Text passage =
It’s not simply that freedom might be frightening, novel, unreal; it’s that it might turn out to be not as free as advertised – or not free in exactly the way promised. And if you refuse to risk the potential “disappointment” of freedom by exercising it, you will, at least, avoid
that
disappointment. It’s why Boris fearfully defends, even to the point of absurdity, his non-existent status as Russian writer: when Tanya reminds him that he hasn’t been (and, seemingly, can’t be) published in the Soviet Union, he replies, “But my readers are here. While over there…Who needs my stories in Chicago?” [87] Better, perhaps, to have always-unrealized potential than lapsed actuality. Shadowing Boris, and indeed all of Dovlatov’s émigrés, is the double sense of freedom, both positive and negative, that V.S. Naipaul beautifully evokes at the end of his story “One out of Many,” from
In a Free State.
The story is about Santosh, a poor servant from Bombay who accompanies his master, a diplomat, to Washington, D.C. Santosh is utterly lost in America, but he eventually marries an African-American woman and thus
gains the right to stay. His new employer, who owns an Indian restaurant, reassures him that in the States no one cares, as they would in India, that Santosh is married to a black woman: “Nobody looks at you when you walk down the street. Nobody cares what you do.” And Santosh comments: “He was right. I was a free man; I could do anything I wanted…It didn’t matter what I did, because I was alone.” It is an enormous privilege to live in a country where “nobody cares what you do”; but when nobody cares what you do, then perhaps it doesn’t matter what you do. Perhaps apprehending something like this, Boris falters and freezes; it is easier to make no decision at all. He lets his wife and daughter go ahead of him.

Freedom is both actual and ideal, both concrete and metaphysical. There are enacted realities, like the rule of law, free speech, economic possibility and limitation, material circumstance – it should go without saying that these actualities are of enormous consequence in immigrants’ lives. But the émigré has also a strange, pure, almost metaphysical liberty: this, as Nabokov knew, is the portable, remembered world he or she brings with him from the old country. Nabokov’s émigré professor, Timofey Pnin, knows this portable, internal, untouchable,
undisappointable
world to be the cosmos you carry inside you – the stories, the people, the memories, the anecdotes and jokes, even the very dates of one’s national history; in short, the émigré’s entire cultural formation: “a brilliant cosmos that seemed all the fresher for having been abolished by one blow of history,” as Pnin thinks of it. It is why Dovlatov is able to look at the single suitcase he brought with him from the Soviet
Union and disdain the things inside it (the hat, the jacket, the shirt, the gloves). The things are not important. What are important are the stories these things drag with them, the very stories Dovlatov made into his book,
The Suitcase
, the stories that enliven every page of his writing. In this sense, things are not concrete; the impalpable stories are, made so by the great writer when set down brilliantly, vividly in print for generations of future readers. I don’t know if Boris quite understands this, at the end of
Pushkin Hills
; but we are very fortunate that Sergei Dovlatov did.

Problem set =
**A.** Answer these about the passage on émigré freedom:
(i) What city is Santosh from?
(ii) What is the name of Nabokov's émigré professor?
(iii) Which four things in Dovlatov's suitcase are listed?
**B.** Write a continuation of the passage on émigré freedom, picking up after its final sentence.
The records play no part in this work.

Records supplied =

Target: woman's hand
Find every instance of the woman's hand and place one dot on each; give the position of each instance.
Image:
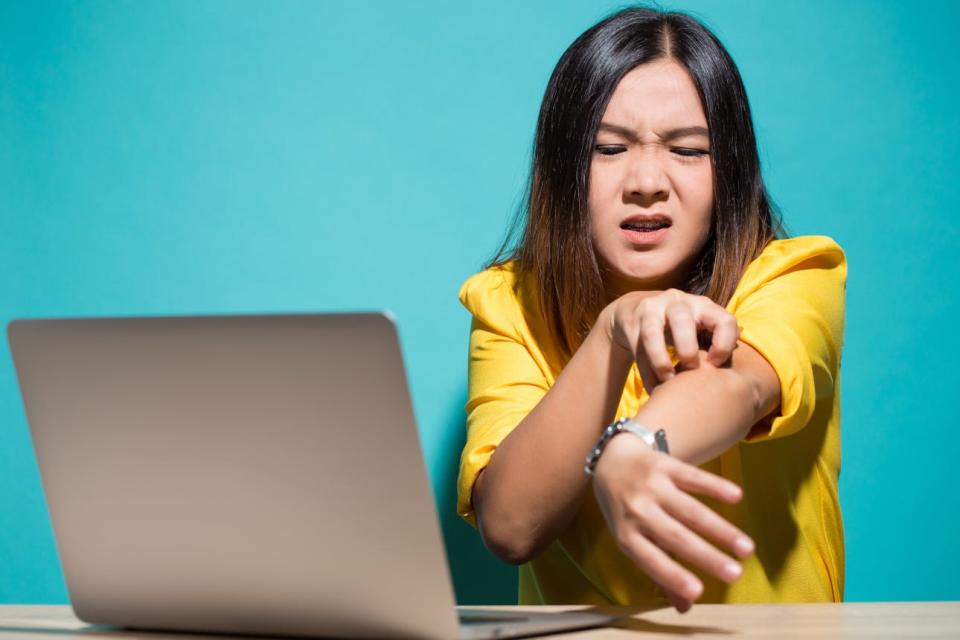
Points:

---

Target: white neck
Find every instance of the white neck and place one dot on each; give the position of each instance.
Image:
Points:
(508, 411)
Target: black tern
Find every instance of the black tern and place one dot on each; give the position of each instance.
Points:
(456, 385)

Results of the exercise =
**A.**
(i) Bombay
(ii) Timofey Pnin
(iii) The hat, the jacket, the shirt and the gloves

**B.**
—James Wood

Notes

p. 7,
Gordin, Shchegolev, Tsyavlovskaya… Kern’s memoirs
: Arkady Gordin (1913–97) was a Pushkin expert who wrote a number of books on Pushkin in Mikhailovskoye, where the Pushkin Preserve is now located. Pavel Shchegolev (1877–1931) and Tatyana Tsyavlovskaya (1897–1978) were also noted Pushkin specialists. Anna Kern (1800–79) was briefly Pushkin’s lover. The two met in nearby Trigorskoye in 1825.

p. 8,
Alexei Vulf’s Diaries
: Alexei Nikolayevich Vulf (1805–81) was a bon vivant and close friend of Pushkin.

p. 8,
Ryleyev’s mother
: Kondraty Ryleyev (1795–1826) was a leader in the Decembrist Revolt of 1825, which sought to overthrow the Tsar, and a publisher of Pushkin’s work.

p. 13,
Hannibal… Zakomelsky
: Ibrahim Hannibal (1696–1781) was Pushkin’s great-grandfather, an African (probably from modern-day Eritrea) who was kidnapped as a child and given as a gift to the Russian tsar, later becoming a high-ranking favourite of Peter the Great. Pushkin wrote an unfinished novel,
The Negro of Peter the Great
, on the subject of Hannibal. There is a famous painting that was traditionally thought to depict Hannibal, though some scholars have argued that the medal depicted in the painting was an order not created until after Hannibal’s death. Baron Ivan Mellor–Zakomelsky (1725–90), the putative subject of the painting, was a high-ranking general who served in the Second Russo-Turkish War.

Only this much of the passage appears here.